Nos mesmos moldes do que ocorre no Brasil, o direito português também consagrou um nível de proteção constitucional ao direito de imagem quando tratou do tema no Capítulo I da Constituição da República Portuguesa (Direitos, liberdade e garantias pessoais), de acordo com o texto do n.º 1 do artigo 26.º. Vejamos:

1. A todos são reconhecidos os direitos à identidade pessoal, ao desenvolvimento da personalidade, à capacidade civil, à cidadania, ao bom nome e reputação, à imagem, à palavra, à reserva da intimidade da vida privada e familiar e à protecção legal contra quaisquer formas de discriminação.

Por fim, a proteção dada constitucionalmente também é garantida pelo Código Civil, nos termos do art. 79.º, que dispõe:

Art.º 79º - Direito à imagem

1. O retrato de uma pessoa não pode ser exposto, reproduzido ou lançado no comércio sem o consentimento dela; depois da morte da pessoa retratada, a autorização compete às pessoas designadas no nº 2 do artigo 71º, segundo a ordem nele indicada.

2. Não é necessário o consentimento da pessoa retratada quando assim o justifiquem a sua notoriedade, o cargo que desempenhe, exigências de polícia ou de justiça, finalidades científicas, didácticas ou culturais, ou quando a reprodução da imagem vier enquadrada na de lugares públicos, ou na de factos de interesse público ou que hajam decorrido publicamente.

3. O retrato não pode, porém, ser reproduzido, exposto ou lançado no comércio, se do facto resultar prejuízo para a honra, reputação ou simples decoro da pessoa retratada.

2.2. Possibilidade de cessão

O direito à imagem, como visto, é direito autônomo, espécie do gênero direito da personalidade e, por consequência, deveria manter todas as características desse, tal como o caráter da indisponibilidade. Entretanto, o direito à imagem possui peculiaridades que o permitem flexibilizar algumas dessas restrições.

● **Material**
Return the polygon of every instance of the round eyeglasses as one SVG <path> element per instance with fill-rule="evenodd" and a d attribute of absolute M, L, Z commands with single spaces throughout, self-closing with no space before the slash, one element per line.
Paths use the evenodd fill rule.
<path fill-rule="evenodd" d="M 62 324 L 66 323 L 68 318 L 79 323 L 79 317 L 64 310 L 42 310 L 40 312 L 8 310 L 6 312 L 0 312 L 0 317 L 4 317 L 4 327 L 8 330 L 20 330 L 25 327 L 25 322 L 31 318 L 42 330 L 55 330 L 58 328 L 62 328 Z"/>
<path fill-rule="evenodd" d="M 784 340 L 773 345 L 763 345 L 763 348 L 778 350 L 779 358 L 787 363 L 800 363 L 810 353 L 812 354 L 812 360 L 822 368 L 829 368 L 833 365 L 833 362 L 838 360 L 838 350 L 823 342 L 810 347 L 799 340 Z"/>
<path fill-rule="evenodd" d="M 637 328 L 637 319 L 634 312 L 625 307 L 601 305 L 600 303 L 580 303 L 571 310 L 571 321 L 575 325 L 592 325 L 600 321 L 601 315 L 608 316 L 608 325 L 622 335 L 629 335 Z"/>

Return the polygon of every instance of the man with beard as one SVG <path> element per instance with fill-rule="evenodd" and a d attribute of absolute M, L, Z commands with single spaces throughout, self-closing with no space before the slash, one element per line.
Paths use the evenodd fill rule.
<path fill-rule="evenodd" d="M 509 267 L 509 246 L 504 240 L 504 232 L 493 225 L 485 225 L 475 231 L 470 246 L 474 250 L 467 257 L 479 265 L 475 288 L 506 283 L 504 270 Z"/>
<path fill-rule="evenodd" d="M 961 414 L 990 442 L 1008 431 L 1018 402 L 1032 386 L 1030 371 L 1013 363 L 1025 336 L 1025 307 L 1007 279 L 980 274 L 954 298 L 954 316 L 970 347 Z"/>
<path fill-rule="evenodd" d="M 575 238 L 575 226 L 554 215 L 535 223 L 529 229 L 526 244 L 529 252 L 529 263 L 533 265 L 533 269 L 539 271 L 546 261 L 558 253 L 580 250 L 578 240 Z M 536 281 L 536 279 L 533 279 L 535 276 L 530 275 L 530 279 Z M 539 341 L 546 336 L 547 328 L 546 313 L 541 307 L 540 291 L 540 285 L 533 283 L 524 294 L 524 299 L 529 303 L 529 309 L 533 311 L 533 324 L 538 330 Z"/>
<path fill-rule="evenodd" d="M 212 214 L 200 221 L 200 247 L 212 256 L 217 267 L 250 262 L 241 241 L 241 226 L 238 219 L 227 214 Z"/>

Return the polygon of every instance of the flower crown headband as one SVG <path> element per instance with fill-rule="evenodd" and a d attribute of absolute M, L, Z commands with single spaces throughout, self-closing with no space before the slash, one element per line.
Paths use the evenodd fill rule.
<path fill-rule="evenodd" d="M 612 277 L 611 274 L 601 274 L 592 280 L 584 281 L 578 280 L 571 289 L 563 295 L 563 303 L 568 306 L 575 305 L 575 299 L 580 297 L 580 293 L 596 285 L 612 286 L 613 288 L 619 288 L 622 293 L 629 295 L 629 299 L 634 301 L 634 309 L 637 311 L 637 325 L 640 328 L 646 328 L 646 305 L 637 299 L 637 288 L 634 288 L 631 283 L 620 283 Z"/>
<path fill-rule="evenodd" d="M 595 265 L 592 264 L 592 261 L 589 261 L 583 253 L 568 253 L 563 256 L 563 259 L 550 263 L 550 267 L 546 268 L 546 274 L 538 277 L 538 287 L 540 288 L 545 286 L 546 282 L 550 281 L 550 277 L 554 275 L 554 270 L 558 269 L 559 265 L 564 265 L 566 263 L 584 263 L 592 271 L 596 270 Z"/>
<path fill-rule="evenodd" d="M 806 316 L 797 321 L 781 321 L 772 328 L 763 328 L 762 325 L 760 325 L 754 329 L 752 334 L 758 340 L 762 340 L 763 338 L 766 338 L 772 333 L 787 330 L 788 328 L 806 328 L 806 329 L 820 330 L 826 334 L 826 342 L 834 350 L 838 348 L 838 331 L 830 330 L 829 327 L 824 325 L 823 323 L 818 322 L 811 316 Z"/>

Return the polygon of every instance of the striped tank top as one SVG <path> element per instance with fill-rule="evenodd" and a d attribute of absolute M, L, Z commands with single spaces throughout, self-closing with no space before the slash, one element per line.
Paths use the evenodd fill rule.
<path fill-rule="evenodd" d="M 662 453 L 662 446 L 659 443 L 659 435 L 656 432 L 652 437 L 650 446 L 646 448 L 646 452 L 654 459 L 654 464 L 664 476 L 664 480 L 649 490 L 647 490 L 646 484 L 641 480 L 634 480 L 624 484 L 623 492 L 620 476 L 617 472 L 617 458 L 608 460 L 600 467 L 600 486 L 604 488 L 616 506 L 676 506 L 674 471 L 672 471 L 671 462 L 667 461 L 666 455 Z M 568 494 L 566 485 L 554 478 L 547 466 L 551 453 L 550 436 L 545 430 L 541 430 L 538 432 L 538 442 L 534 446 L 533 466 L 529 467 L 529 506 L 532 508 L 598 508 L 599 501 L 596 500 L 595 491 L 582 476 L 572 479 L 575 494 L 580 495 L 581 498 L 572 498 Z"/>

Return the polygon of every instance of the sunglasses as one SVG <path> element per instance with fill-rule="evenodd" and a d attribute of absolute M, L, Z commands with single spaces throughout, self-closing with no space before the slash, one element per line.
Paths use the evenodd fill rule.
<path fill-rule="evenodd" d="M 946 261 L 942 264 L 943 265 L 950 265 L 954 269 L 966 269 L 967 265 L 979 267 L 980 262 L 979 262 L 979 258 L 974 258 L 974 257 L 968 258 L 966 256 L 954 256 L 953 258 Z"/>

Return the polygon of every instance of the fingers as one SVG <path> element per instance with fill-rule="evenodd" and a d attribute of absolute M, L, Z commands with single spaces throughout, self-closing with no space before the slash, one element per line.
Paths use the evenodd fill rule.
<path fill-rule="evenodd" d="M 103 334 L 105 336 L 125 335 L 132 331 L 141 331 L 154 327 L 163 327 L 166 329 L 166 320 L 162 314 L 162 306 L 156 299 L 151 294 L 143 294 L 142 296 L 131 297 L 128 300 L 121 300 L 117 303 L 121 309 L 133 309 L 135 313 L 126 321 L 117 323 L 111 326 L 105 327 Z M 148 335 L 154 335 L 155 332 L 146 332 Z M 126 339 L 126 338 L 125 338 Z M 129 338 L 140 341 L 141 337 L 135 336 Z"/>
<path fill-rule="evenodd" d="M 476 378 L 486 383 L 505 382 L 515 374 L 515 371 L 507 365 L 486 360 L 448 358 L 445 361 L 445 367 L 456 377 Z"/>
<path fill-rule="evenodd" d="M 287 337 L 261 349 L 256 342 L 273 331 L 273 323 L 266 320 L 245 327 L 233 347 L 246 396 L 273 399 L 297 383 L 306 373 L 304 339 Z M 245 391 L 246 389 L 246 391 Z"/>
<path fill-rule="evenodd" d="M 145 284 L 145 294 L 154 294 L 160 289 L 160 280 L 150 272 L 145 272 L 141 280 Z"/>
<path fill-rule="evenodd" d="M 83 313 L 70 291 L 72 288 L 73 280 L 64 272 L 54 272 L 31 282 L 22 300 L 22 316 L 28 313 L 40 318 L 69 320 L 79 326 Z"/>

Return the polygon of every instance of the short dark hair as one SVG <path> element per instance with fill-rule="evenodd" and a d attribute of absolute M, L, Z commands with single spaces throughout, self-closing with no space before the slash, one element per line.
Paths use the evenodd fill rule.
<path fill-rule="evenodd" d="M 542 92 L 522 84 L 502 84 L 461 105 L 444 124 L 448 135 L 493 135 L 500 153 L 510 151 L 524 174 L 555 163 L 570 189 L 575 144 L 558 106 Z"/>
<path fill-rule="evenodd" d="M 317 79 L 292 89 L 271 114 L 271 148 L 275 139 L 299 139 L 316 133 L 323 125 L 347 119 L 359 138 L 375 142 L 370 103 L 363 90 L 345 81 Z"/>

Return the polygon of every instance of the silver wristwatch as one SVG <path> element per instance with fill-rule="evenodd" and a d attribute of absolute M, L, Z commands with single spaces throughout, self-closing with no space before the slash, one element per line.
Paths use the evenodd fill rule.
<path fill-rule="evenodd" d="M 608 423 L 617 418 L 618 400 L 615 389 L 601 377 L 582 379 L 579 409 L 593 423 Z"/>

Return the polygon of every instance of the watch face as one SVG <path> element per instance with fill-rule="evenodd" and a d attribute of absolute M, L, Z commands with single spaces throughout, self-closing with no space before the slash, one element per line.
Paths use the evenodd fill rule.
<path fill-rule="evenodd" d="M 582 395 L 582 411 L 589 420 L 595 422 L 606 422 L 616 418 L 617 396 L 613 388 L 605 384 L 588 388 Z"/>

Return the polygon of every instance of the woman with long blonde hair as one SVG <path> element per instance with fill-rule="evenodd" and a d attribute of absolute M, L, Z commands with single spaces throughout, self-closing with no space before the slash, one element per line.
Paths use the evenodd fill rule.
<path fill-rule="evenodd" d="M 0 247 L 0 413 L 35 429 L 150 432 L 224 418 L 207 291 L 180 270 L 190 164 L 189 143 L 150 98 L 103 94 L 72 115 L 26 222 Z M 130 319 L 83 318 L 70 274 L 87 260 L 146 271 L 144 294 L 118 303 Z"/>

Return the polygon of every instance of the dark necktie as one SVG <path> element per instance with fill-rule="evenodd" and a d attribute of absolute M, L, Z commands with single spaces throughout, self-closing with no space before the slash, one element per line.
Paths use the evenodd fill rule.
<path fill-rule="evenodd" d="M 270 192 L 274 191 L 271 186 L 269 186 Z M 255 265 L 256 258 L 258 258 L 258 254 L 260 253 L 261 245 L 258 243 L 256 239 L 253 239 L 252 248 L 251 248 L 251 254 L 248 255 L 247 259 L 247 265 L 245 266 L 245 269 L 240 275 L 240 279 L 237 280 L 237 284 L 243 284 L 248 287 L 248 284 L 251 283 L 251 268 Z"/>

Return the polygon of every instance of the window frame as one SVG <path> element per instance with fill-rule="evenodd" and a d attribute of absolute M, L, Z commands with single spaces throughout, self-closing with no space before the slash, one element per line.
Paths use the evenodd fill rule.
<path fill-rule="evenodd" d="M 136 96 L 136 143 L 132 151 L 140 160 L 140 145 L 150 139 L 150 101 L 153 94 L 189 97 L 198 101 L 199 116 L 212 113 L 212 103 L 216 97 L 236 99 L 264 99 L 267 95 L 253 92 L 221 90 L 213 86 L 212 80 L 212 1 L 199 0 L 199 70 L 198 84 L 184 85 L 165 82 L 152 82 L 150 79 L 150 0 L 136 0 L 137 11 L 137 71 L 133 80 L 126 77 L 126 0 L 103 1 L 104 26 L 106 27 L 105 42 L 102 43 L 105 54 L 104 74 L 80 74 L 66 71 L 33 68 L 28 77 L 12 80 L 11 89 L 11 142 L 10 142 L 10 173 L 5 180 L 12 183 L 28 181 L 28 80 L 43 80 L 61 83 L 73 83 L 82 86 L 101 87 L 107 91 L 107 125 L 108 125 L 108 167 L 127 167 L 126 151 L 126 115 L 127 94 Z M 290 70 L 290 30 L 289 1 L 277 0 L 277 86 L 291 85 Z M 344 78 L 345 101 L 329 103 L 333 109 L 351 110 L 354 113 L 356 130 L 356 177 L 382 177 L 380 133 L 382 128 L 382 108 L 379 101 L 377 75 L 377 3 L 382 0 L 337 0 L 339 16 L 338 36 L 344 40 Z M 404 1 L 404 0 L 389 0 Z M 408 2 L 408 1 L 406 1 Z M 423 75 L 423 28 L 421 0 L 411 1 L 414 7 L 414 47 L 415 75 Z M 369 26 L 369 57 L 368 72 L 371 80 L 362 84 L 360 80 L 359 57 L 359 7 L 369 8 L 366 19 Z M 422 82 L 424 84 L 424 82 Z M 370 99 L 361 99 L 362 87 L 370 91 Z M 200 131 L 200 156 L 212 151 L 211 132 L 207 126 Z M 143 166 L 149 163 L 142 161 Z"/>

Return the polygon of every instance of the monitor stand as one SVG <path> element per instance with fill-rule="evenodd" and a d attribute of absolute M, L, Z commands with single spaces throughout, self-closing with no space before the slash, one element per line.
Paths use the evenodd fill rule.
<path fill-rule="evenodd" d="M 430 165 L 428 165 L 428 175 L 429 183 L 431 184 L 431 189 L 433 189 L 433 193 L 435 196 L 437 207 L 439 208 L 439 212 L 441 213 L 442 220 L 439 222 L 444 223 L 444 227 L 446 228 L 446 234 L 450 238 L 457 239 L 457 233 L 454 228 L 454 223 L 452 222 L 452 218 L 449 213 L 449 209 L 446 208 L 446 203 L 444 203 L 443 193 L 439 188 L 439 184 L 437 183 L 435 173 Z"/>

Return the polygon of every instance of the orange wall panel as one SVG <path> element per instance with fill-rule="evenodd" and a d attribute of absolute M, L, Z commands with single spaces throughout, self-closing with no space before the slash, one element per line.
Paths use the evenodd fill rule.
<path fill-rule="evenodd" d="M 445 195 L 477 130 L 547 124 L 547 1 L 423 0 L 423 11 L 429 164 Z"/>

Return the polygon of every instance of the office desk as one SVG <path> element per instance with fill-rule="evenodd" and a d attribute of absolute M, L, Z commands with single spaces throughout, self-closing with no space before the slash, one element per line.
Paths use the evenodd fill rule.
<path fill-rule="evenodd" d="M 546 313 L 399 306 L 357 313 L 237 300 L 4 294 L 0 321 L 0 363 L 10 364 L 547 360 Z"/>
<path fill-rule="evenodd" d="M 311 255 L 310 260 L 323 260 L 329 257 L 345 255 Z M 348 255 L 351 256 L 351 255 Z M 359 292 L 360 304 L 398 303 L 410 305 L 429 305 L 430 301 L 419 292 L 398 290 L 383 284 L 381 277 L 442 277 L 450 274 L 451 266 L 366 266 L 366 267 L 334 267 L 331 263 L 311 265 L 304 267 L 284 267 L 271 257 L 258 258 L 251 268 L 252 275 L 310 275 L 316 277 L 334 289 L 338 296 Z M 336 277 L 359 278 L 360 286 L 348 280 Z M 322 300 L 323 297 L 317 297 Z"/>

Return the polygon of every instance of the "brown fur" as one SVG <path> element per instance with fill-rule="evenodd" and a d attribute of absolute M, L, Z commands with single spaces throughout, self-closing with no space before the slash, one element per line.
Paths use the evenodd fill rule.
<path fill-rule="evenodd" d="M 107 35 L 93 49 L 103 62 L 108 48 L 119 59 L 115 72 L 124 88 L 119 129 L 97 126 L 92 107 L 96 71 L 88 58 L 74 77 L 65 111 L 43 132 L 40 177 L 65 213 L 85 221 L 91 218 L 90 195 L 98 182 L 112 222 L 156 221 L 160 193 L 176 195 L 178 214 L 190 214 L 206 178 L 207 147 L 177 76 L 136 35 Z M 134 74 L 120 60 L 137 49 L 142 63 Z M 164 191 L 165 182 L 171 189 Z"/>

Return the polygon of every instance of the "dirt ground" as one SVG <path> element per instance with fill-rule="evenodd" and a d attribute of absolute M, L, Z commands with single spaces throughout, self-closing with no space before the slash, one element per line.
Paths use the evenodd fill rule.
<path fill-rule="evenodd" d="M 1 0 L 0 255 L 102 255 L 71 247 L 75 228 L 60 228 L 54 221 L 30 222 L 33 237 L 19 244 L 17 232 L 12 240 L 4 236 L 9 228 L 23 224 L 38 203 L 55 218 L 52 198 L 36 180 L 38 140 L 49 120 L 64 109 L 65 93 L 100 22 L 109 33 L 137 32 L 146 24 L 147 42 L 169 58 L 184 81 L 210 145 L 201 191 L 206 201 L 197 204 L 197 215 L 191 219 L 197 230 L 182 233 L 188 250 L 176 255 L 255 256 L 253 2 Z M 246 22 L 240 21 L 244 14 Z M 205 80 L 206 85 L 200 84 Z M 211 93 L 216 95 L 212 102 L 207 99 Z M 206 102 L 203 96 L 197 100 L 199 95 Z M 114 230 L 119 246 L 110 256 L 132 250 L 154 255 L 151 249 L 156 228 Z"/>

● **Tarefas**
1) Reproduza o trecho do texto sobre direito de imagem que começa nas palavras "3. O retrato" e termina após "da pessoa retratada.".
2) Formate como uma lista JSON de strings, uma por linha e sem as linhas em branco, somente as linhas da listagem que começam na que contém "Return the polygon of every instance of the man" e terminam na que contém "509 267 L 509", incluindo ambas.

● **Resultados por tarefa**
1)
3. O retrato não pode, porém, ser reproduzido, exposto ou lançado no comércio, se do facto resultar prejuízo para a honra, reputação ou simples decoro da pessoa retratada.

2)
[
  "Return the polygon of every instance of the man with beard as one SVG <path> element per instance with fill-rule=\"evenodd\" and a d attribute of absolute M, L, Z commands with single spaces throughout, self-closing with no space before the slash, one element per line.",
  "Paths use the evenodd fill rule.",
  "<path fill-rule=\"evenodd\" d=\"M 509 267 L 509 246 L 504 240 L 504 232 L 493 225 L 485 225 L 475 231 L 470 246 L 474 250 L 467 257 L 479 265 L 475 288 L 506 283 L 504 270 Z\"/>"
]